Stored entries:
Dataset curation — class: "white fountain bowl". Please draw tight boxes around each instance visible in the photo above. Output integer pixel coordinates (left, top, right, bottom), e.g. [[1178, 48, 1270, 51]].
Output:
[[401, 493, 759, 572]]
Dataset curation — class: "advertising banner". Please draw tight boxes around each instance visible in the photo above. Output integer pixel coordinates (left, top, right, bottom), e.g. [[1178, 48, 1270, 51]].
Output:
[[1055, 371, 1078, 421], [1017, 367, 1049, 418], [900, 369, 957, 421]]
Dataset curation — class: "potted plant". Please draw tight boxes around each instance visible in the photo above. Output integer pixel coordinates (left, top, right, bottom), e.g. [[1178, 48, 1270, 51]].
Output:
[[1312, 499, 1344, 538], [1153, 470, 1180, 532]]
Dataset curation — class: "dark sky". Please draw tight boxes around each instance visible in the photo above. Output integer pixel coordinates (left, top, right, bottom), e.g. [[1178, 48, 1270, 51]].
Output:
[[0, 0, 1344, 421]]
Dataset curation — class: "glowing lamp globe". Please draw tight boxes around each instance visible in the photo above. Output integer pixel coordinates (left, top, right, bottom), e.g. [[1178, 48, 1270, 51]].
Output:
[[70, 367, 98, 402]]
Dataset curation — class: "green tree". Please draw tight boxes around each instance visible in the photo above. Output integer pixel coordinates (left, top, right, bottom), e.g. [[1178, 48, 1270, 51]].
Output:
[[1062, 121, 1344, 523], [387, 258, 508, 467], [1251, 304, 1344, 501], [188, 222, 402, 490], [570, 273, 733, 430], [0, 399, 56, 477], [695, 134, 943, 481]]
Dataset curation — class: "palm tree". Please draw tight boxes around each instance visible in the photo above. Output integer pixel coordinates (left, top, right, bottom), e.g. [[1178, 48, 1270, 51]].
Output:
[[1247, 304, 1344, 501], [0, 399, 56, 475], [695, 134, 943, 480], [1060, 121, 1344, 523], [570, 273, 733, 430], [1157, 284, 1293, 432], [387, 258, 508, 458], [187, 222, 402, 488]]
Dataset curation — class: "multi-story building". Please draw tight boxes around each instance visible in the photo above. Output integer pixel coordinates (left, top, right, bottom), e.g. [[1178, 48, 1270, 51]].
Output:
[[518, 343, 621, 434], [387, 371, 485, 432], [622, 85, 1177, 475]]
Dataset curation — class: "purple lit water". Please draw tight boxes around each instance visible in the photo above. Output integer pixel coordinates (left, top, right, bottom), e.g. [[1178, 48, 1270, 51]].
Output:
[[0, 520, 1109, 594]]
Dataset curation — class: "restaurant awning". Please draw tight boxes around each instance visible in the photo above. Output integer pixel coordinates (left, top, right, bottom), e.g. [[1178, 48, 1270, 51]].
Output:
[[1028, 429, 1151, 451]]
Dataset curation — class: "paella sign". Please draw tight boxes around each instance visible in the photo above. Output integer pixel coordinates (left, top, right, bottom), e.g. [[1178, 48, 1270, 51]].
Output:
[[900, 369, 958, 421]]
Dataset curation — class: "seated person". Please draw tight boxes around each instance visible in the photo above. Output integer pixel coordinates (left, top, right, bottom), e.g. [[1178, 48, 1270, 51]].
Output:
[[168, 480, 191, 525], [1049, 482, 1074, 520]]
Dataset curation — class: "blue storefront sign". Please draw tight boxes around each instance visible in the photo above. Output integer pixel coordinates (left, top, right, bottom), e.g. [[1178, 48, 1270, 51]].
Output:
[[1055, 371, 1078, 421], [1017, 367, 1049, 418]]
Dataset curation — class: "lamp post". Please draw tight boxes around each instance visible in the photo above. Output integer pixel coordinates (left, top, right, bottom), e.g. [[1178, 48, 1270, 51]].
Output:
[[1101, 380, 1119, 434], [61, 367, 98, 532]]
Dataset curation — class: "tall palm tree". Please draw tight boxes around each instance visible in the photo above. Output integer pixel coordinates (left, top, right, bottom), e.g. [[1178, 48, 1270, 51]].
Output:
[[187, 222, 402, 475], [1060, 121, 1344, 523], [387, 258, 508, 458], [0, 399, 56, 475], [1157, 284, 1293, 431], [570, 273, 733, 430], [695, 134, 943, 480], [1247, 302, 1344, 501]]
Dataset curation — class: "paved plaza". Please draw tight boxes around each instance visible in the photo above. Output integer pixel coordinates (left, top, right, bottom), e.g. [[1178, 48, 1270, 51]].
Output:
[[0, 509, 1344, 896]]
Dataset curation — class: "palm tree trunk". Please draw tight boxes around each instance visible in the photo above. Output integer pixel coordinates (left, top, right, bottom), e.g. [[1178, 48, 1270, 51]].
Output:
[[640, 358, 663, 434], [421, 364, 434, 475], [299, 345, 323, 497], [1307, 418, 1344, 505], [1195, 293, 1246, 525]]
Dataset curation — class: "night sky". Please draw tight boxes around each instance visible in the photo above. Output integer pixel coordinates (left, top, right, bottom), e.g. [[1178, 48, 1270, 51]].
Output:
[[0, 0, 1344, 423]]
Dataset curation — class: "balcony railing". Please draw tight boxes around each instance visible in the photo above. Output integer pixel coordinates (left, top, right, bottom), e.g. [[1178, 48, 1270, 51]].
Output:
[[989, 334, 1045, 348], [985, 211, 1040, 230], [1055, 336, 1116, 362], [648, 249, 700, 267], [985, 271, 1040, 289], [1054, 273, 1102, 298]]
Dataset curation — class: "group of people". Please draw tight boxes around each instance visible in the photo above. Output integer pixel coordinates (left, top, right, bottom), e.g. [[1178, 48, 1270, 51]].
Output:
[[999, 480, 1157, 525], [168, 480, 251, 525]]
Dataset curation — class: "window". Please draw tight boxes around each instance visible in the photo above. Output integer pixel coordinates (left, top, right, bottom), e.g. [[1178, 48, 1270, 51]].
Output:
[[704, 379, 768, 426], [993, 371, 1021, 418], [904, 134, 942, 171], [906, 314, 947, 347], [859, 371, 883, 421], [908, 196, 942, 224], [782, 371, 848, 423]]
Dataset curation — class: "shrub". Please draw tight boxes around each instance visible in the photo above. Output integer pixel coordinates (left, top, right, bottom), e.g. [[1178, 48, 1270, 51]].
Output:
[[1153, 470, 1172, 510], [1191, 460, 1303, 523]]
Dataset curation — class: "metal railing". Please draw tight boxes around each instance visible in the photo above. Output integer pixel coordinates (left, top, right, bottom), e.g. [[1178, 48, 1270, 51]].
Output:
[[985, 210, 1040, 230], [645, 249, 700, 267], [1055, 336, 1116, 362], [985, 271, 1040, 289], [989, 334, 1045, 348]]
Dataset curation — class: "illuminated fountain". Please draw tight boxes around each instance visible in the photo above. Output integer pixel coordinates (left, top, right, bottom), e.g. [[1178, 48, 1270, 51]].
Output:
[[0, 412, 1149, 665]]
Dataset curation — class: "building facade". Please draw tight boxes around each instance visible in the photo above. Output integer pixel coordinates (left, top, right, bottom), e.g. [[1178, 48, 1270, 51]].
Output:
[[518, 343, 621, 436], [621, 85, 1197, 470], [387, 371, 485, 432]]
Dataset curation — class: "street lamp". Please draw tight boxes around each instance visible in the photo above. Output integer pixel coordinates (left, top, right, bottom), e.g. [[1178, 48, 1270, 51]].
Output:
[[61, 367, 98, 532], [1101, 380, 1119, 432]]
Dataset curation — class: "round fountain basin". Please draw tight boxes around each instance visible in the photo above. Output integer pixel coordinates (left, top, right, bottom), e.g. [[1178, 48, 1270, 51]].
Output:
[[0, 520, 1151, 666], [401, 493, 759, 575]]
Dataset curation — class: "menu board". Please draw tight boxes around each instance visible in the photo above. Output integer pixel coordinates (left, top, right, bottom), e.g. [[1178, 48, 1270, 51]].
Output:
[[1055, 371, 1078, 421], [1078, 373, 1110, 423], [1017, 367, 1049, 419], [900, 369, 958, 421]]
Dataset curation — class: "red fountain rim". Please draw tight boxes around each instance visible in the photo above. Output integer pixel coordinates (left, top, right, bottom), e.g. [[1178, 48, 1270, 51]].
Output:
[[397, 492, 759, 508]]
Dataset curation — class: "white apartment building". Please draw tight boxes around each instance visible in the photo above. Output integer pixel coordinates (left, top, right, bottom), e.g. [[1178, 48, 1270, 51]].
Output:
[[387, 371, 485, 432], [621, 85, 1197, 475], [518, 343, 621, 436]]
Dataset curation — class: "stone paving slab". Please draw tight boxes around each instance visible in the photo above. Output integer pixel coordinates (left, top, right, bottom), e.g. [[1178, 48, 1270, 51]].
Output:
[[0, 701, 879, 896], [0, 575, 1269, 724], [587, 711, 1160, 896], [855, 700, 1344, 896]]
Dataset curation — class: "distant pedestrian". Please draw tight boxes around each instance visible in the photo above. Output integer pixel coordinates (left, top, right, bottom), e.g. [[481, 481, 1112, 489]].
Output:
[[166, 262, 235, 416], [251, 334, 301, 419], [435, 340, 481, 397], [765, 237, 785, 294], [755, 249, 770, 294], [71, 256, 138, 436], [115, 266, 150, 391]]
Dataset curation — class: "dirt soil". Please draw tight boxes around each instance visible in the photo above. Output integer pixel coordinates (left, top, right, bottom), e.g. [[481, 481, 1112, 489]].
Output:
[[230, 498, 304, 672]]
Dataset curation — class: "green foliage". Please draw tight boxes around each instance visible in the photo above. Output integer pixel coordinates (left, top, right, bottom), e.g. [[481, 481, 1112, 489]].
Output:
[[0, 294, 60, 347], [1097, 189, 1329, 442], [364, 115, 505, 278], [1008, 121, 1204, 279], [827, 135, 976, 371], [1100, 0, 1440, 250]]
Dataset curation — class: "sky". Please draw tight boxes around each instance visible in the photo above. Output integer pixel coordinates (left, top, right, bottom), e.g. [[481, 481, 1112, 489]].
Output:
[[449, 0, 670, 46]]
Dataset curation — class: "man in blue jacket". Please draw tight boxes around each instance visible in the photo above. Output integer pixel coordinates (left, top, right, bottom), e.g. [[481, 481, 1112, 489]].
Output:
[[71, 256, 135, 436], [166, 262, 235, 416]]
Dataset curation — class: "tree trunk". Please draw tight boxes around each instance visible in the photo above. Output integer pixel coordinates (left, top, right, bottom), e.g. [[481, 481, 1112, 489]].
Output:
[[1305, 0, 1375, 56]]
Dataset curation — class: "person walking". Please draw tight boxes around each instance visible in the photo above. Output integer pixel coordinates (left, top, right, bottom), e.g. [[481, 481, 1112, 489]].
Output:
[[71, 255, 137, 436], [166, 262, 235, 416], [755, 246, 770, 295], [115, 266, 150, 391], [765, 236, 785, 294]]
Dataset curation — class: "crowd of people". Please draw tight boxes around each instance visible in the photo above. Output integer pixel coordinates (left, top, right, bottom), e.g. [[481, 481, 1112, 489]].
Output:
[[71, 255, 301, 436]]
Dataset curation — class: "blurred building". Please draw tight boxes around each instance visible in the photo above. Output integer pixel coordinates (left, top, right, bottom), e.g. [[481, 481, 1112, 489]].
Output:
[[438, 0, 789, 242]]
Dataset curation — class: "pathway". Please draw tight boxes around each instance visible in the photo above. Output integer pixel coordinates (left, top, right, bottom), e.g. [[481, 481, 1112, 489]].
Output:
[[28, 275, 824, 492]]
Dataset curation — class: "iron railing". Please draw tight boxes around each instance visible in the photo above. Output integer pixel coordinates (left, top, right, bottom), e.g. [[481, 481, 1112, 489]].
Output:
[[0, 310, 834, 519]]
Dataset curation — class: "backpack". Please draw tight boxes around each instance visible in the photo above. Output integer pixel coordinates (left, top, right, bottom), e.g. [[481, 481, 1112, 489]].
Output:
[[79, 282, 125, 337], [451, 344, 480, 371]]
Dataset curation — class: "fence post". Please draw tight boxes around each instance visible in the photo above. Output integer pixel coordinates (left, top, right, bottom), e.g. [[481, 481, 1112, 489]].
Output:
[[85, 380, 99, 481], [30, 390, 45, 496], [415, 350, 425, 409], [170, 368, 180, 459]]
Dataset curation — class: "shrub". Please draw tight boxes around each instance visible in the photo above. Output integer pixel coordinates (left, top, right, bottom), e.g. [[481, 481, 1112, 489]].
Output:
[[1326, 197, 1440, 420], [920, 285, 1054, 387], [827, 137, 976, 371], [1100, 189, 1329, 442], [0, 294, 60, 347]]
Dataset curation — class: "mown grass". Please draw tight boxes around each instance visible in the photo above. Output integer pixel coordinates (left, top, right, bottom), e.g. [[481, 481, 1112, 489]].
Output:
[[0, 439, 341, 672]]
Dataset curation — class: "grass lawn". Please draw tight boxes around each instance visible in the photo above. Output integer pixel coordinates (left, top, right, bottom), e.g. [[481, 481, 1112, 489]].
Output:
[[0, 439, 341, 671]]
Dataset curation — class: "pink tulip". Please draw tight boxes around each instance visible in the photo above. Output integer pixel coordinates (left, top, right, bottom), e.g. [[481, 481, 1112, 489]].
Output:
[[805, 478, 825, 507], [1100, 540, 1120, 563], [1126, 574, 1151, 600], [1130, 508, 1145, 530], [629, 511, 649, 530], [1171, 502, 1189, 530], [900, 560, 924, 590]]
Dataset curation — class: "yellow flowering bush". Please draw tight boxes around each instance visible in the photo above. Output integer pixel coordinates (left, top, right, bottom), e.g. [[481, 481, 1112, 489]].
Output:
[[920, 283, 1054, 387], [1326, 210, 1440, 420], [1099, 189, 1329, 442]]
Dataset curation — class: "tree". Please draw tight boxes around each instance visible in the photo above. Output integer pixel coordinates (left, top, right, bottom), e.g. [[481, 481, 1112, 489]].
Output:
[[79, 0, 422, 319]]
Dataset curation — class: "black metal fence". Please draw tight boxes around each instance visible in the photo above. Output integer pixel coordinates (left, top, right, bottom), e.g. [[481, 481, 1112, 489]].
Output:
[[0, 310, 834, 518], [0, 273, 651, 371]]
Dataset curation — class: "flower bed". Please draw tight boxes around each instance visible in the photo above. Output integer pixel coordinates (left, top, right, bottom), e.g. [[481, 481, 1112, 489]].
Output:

**What to produce**
Pick out every line of the data above that contains the word "shrub" and copy each one. Case counts.

**Result of this task**
Dataset curation — class: "shrub". Please draw tight boxes around each instance visible in the photo above. Output integer pixel coordinates (left, top, right, bottom), e.g. [[1178, 48, 1270, 51]].
Dataset curation — class: "shrub". Please draw tight boxes around each instance visible in the photo above. Output integer pixel coordinates (left, top, right, bottom), e.g. [[481, 481, 1112, 489]].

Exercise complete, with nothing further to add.